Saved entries
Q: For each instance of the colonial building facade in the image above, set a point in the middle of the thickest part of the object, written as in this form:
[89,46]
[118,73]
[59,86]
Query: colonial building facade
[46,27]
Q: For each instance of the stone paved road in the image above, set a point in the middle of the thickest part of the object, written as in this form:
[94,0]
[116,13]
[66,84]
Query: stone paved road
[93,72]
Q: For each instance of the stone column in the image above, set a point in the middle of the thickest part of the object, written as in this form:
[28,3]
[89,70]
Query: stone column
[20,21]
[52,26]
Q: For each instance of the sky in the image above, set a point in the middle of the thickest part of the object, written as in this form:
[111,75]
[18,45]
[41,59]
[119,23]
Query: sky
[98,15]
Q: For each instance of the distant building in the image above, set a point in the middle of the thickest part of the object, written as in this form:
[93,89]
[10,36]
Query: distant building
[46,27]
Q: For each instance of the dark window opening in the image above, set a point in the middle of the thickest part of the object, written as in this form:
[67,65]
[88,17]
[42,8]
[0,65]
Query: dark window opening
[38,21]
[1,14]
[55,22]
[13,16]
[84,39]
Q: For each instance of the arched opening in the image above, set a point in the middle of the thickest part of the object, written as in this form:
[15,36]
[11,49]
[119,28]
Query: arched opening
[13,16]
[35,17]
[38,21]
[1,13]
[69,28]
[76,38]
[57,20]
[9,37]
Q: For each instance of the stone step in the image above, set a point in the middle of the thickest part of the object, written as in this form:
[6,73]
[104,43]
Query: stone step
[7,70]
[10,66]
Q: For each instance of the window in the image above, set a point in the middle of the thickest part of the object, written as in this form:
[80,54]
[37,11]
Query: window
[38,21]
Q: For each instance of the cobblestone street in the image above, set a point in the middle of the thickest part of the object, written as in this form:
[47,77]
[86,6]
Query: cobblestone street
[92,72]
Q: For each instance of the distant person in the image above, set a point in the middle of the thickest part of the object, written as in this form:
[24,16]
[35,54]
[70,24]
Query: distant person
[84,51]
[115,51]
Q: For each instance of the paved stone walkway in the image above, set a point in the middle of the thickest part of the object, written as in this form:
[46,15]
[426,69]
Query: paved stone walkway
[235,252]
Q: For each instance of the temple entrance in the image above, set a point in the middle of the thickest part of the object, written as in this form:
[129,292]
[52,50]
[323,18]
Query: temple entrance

WHAT IS EXPECTED: Search the data for the string "entrance" and copy every line where it appears.

YOUR SOLUTION:
Q: For each instance of the temple entrance in the image above, set a point in the middle of the thickest part of the object, written as in this form:
Query: temple entrance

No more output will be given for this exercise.